━━━ RECORD EXTRACTS ━━━
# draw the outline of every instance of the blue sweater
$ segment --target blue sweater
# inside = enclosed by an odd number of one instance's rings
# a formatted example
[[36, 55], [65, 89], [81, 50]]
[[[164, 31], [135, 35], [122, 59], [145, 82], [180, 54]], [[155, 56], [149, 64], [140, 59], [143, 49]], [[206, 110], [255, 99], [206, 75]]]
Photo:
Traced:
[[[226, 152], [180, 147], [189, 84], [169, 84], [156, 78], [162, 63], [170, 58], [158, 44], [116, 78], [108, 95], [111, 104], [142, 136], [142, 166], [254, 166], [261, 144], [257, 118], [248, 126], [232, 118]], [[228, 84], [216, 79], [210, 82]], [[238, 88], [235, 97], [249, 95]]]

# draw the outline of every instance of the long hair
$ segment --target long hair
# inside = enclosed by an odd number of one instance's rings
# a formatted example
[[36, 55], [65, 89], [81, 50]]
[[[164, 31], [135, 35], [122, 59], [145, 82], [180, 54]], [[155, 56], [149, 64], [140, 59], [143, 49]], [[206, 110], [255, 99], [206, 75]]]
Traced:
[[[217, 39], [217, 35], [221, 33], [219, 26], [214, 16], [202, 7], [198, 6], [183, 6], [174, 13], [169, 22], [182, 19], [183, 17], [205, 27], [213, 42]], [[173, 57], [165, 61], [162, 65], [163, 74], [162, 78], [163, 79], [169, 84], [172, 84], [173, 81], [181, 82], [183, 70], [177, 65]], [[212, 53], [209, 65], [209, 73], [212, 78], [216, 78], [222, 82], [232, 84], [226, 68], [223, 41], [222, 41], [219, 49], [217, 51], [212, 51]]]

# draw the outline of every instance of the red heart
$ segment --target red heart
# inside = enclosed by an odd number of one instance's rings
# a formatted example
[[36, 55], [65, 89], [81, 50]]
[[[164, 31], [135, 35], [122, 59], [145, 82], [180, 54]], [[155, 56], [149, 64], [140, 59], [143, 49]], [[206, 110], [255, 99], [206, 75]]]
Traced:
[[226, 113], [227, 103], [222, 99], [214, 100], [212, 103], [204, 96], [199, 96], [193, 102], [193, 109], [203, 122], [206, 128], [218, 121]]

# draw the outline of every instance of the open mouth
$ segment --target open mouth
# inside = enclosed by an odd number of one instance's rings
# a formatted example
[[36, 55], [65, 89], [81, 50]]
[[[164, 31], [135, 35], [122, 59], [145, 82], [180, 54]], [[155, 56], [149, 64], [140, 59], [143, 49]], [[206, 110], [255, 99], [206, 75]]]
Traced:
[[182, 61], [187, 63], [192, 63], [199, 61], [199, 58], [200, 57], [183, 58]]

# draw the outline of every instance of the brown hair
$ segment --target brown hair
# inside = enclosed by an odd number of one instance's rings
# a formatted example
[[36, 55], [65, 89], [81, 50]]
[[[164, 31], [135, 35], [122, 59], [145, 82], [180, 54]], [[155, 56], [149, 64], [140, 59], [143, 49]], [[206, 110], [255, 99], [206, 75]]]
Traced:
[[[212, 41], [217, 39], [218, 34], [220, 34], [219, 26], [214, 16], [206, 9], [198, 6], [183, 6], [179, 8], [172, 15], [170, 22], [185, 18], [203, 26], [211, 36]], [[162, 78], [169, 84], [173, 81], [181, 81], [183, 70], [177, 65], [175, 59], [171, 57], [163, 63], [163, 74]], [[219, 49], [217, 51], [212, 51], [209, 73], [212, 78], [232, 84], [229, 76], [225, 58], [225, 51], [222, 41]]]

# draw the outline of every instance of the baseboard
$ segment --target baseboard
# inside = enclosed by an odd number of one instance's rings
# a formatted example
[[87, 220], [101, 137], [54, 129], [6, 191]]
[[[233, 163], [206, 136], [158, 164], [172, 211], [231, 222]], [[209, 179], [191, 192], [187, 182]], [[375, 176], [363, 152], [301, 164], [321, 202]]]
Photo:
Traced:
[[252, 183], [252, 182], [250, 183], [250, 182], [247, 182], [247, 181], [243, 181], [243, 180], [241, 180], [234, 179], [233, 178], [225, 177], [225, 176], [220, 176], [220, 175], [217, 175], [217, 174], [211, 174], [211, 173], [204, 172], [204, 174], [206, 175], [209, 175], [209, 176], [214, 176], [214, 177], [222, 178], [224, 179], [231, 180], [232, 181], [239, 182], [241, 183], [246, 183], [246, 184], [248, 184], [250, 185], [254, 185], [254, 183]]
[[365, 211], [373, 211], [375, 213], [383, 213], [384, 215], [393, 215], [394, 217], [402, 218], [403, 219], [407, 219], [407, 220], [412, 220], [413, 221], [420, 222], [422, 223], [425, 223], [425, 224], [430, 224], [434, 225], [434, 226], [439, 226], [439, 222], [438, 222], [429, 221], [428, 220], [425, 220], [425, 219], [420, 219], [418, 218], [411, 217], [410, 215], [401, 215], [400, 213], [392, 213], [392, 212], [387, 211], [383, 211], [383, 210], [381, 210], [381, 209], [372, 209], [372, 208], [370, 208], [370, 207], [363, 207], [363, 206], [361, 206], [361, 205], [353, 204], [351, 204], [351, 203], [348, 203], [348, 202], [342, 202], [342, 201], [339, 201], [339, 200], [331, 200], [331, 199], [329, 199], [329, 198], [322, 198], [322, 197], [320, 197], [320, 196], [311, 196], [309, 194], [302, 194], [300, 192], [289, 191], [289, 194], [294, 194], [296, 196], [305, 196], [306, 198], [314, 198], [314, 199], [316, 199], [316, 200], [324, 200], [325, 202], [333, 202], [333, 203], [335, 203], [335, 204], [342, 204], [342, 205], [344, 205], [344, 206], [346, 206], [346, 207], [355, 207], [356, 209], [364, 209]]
━━━
Show each line of the listing that contains the string "target", treating uppercase and lowercase as different.

COMPLETED EXERCISE:
$ segment --target blue sweater
$ segment --target long hair
$ segment --target red heart
$ segment --target open mouth
$ segment --target brown hair
$ segment --target baseboard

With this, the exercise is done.